Transcribe all of the material exactly. Any picture in it should be left out.

** BEGIN **

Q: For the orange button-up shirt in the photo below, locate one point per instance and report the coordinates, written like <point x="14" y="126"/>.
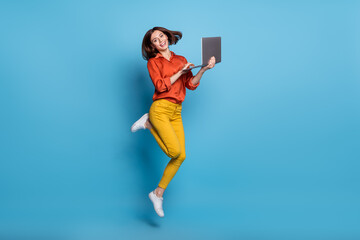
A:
<point x="160" y="71"/>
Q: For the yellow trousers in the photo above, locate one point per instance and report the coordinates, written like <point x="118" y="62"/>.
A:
<point x="168" y="131"/>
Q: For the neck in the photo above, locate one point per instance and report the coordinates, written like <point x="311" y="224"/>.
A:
<point x="166" y="53"/>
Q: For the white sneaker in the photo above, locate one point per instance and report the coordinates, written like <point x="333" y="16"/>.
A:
<point x="140" y="124"/>
<point x="157" y="202"/>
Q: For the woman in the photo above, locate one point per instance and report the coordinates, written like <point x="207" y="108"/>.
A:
<point x="170" y="78"/>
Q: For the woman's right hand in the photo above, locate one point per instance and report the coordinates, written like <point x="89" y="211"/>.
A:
<point x="184" y="70"/>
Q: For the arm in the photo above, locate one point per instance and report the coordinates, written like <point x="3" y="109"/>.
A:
<point x="198" y="76"/>
<point x="176" y="76"/>
<point x="162" y="84"/>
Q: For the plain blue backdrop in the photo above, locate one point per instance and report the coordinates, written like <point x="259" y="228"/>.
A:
<point x="272" y="132"/>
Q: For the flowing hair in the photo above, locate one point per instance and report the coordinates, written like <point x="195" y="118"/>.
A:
<point x="148" y="50"/>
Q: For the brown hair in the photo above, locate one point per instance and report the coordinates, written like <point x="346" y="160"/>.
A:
<point x="148" y="50"/>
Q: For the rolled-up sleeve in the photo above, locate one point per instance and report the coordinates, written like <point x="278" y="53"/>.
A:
<point x="161" y="84"/>
<point x="188" y="84"/>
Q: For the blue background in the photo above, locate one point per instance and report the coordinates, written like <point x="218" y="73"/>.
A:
<point x="272" y="132"/>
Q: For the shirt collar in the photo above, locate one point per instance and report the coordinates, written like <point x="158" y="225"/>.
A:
<point x="158" y="55"/>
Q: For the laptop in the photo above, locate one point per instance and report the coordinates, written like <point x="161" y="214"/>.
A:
<point x="210" y="46"/>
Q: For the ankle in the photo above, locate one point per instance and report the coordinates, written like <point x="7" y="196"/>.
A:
<point x="148" y="125"/>
<point x="159" y="192"/>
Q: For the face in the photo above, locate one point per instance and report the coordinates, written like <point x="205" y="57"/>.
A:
<point x="159" y="40"/>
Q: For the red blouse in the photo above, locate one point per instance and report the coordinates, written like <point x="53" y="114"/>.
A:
<point x="160" y="71"/>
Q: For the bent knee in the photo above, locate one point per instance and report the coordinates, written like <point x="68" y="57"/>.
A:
<point x="174" y="153"/>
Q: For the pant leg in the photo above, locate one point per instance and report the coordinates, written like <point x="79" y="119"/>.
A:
<point x="161" y="111"/>
<point x="175" y="163"/>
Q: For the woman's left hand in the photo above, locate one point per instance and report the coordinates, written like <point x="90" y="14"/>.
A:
<point x="211" y="64"/>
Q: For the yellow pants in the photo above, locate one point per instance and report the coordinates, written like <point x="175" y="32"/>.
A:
<point x="168" y="131"/>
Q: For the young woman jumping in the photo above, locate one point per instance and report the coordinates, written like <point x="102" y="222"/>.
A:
<point x="170" y="78"/>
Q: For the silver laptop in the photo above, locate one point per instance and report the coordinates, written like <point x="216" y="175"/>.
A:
<point x="210" y="46"/>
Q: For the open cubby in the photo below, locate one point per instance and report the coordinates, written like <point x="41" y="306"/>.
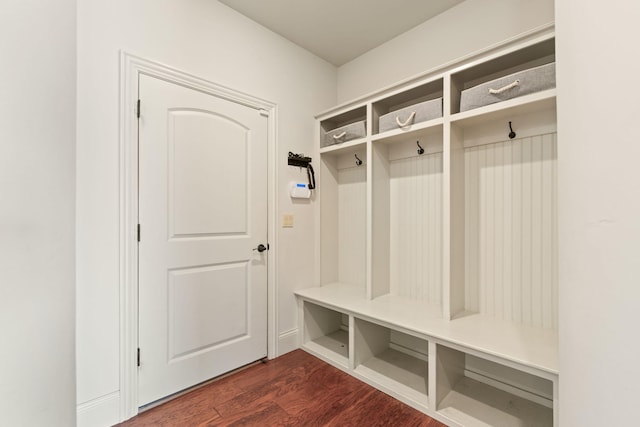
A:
<point x="407" y="218"/>
<point x="476" y="392"/>
<point x="326" y="332"/>
<point x="343" y="189"/>
<point x="395" y="361"/>
<point x="506" y="203"/>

** END **

The completed task.
Q: For the orange button-up shirt in the photo below, locate one point per instance and report the coordinates, written like <point x="14" y="126"/>.
A:
<point x="160" y="71"/>
Q: For the yellow trousers in the photo above, locate one point per instance and report the coordinates, written like <point x="118" y="62"/>.
A:
<point x="168" y="131"/>
Q: For the neck in the photo above, locate one point per instance and report the coordinates, written like <point x="311" y="224"/>.
A:
<point x="166" y="53"/>
Q: For the white sneaker in the photo above, locate one point per instance and report the coordinates, written like <point x="333" y="16"/>.
A:
<point x="140" y="124"/>
<point x="157" y="202"/>
Q: For the woman in the photo above, locate one point per instance and report the coordinates, written like <point x="207" y="108"/>.
A:
<point x="170" y="78"/>
Q: For the woman's right hand in the photo above, locate one point per instance and report the coordinates, written like <point x="89" y="211"/>.
A:
<point x="184" y="70"/>
Q: For the arm in the photo above, locate one point per instance and report the coordinates, written like <point x="3" y="109"/>.
A:
<point x="198" y="76"/>
<point x="176" y="76"/>
<point x="162" y="84"/>
Q: For the plain blue backdrop in the photo above, locate one point per instance and report the coordinates, written like <point x="259" y="228"/>.
A:
<point x="272" y="132"/>
Q: For the flowing hair in the photo above, locate one point per instance and report the coordinates, written like <point x="195" y="118"/>.
A:
<point x="148" y="50"/>
Q: For the brown hair in the photo above, locate one point per instance and report the coordinates, written like <point x="346" y="160"/>.
A:
<point x="148" y="50"/>
Q: For the rolled-up sleeve in the photo above, locate one point per instance and report the coordinates, written like <point x="278" y="53"/>.
A:
<point x="161" y="84"/>
<point x="188" y="84"/>
Q: For the blue background in the photo above, locate one point per instance and report the coordinates, written like <point x="218" y="73"/>.
A:
<point x="272" y="132"/>
Q: For the shirt collar in the photo above, locate one point per instance and report the coordinates, written like <point x="158" y="225"/>.
A:
<point x="158" y="55"/>
Q: For the laptop in the photo above, locate one point per instance and report the coordinates, written like <point x="161" y="214"/>.
A:
<point x="210" y="46"/>
Q: For the ankle in the photo above, locate one point per instance and report the coordinates, written like <point x="7" y="196"/>.
A:
<point x="148" y="125"/>
<point x="159" y="192"/>
Q: For the face in the photo above, locate one point per instance and report the coordinates, written like <point x="205" y="57"/>.
A:
<point x="159" y="40"/>
Q: For the red blouse in the photo above, locate one point per instance and report the coordinates, written like <point x="53" y="114"/>.
A:
<point x="160" y="71"/>
Q: For the bent knee in the photo above, locate one point per instance and report the coordinates, written like <point x="68" y="57"/>.
A:
<point x="174" y="153"/>
Q: For the pant leg in the photo above, locate one point per instance and report the coordinates, written like <point x="79" y="119"/>.
A:
<point x="161" y="111"/>
<point x="175" y="163"/>
Q: For the woman's left hand in the photo above, locate one point per instance and report the coordinates, written like <point x="90" y="14"/>.
A:
<point x="211" y="64"/>
Q: For the yellow pants in the photo above, locate one point per instance and report the coordinates, written like <point x="175" y="32"/>.
A:
<point x="168" y="131"/>
Q: For the young woman jumping in the photo above, locate one point per instance and report the coordinates, written like <point x="102" y="222"/>.
A:
<point x="170" y="78"/>
Q: For the silver laptop in the photo above, locate one point per instance and report the coordinates, written like <point x="216" y="175"/>.
A:
<point x="210" y="46"/>
Q: For the open cubby in the photo below, locate one point per instance and report the coordinates, written like <point x="41" y="306"/>.
A:
<point x="407" y="218"/>
<point x="476" y="392"/>
<point x="326" y="332"/>
<point x="343" y="189"/>
<point x="395" y="361"/>
<point x="506" y="203"/>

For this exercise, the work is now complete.